### Objetivo de la tarea
Por favor, busca en los registros que siguen cada línea que contenga la palabra "twine" y cópiala completa.
#### Datos proporcionados
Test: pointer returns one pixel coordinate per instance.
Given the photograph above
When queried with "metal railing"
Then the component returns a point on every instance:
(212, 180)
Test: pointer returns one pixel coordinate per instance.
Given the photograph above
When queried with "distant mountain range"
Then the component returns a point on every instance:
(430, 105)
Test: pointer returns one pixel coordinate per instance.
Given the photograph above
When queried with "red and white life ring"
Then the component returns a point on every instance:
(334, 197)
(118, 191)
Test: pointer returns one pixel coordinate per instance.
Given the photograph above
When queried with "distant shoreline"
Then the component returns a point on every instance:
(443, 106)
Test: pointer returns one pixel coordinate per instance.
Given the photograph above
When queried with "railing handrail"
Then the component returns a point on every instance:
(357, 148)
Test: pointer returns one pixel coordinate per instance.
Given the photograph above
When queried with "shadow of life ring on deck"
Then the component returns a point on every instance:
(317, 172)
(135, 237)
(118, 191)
########
#### Datos proporcionados
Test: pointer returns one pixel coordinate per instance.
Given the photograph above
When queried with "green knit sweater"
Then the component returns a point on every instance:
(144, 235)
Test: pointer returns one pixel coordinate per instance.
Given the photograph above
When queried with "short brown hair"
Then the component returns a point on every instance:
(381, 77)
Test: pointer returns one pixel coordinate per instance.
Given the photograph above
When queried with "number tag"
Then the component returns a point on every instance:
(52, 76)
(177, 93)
########
#### Datos proporcionados
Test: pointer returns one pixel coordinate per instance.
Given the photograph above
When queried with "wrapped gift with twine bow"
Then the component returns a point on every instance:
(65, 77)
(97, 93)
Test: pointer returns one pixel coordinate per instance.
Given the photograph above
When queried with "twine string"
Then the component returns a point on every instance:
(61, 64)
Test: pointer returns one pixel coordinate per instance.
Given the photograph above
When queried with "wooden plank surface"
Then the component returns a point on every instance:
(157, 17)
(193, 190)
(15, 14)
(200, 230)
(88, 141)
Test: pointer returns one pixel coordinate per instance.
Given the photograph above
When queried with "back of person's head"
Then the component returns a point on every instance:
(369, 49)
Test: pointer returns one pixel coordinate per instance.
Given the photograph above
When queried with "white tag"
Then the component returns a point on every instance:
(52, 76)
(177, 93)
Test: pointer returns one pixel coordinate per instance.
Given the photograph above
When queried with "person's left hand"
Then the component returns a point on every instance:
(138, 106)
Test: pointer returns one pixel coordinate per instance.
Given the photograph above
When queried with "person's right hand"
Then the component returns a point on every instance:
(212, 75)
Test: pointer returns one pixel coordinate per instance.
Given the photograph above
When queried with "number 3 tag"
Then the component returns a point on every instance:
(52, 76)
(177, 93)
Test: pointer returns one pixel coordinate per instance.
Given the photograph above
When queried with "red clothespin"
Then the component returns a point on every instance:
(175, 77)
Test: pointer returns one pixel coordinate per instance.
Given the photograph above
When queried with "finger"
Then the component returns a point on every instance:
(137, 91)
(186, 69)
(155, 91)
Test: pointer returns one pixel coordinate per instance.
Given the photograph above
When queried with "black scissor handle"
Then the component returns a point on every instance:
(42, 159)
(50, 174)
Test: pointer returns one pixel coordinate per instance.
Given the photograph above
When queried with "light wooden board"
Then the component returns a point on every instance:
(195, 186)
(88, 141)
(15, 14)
########
### Respuesta
When queried with "wrapped gift with twine bow"
When queried with "twine string"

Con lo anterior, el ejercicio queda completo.